THE PROBLEM: Once the line containing "Target: bearded man" is found in the records below, return it and each following line exactly, up to and including the line containing "feather on fascinator.", and nothing else.

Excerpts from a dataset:
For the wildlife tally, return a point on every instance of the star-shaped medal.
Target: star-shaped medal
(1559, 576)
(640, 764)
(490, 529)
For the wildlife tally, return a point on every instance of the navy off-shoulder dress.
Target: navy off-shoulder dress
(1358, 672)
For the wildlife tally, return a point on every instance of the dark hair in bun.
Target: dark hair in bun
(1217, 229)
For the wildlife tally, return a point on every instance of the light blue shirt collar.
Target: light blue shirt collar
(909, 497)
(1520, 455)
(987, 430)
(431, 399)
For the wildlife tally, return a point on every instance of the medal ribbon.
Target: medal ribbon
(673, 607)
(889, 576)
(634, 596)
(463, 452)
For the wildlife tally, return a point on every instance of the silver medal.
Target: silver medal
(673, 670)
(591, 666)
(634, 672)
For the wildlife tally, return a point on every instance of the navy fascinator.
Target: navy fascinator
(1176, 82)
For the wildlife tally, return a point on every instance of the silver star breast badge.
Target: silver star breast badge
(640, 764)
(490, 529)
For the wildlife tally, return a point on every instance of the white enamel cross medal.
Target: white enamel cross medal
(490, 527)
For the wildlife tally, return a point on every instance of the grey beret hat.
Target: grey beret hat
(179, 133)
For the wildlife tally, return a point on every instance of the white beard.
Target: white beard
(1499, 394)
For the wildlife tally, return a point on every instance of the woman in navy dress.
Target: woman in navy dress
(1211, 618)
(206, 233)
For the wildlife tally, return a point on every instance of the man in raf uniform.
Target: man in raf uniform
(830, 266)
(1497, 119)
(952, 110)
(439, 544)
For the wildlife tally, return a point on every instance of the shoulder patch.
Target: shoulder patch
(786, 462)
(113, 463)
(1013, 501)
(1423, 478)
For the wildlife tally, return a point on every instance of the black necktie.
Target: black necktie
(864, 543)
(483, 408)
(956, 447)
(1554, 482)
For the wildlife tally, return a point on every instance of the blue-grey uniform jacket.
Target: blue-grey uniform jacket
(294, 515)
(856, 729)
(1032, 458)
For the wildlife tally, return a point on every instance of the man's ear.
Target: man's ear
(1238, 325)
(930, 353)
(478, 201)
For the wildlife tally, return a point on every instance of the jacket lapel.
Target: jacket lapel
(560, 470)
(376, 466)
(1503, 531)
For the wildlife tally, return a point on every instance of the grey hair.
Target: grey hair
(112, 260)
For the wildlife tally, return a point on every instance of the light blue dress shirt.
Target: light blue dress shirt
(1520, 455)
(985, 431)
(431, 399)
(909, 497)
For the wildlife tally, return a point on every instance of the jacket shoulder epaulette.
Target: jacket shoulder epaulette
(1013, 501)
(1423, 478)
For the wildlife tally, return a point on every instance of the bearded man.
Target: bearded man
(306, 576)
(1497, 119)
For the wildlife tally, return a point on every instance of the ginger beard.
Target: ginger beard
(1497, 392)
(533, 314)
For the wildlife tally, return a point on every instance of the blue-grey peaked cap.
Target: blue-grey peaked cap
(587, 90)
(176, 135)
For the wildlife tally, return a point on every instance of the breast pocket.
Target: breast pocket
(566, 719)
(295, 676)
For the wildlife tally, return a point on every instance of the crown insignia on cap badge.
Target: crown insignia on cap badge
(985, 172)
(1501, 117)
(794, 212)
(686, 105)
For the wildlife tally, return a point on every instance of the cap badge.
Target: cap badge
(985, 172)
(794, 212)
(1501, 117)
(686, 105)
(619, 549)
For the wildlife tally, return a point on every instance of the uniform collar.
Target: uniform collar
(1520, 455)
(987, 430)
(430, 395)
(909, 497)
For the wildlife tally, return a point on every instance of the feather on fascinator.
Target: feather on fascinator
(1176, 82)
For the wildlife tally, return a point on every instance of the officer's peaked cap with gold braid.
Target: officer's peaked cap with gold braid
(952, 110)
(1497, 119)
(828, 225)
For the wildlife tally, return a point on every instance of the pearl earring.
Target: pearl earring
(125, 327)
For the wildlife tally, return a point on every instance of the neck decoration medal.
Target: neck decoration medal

...

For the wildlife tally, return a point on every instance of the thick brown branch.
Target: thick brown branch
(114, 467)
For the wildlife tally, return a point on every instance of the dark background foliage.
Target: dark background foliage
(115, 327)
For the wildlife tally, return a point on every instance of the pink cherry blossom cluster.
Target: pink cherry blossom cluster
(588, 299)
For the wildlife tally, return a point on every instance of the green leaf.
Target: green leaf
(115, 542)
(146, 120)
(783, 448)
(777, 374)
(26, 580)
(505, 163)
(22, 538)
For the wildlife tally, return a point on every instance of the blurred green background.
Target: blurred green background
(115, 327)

OUTPUT:
Target: bearded man
(306, 576)
(1497, 119)
For the wildlife tally, return a point on every instance of the ginger beard.
Target: ginger beard
(1497, 392)
(533, 314)
For the wildlife tally, return a point on every instance of the blue-grey peaked cap.
Target: blue-grey peaked cap
(587, 90)
(176, 135)
For the wildlife tally, return a point on every instance of the breast pocket.
Target: breast pocket
(566, 719)
(295, 676)
For the wildlife tally, return a point on every instance of the crown insignia on cap badge.
Target: crown insignia on cap badge
(985, 172)
(1501, 117)
(794, 212)
(686, 105)
For the wildlife tally, return a point on every instance of the cap badge.
Target: cap badge
(985, 172)
(794, 212)
(1501, 117)
(686, 105)
(619, 549)
For the wildlife tally, return a point on every instance of the uniform collar.
Target: uniform collar
(1520, 455)
(987, 430)
(430, 395)
(909, 497)
For the wildlife tally, return a point on every instance of the feather on fascinator.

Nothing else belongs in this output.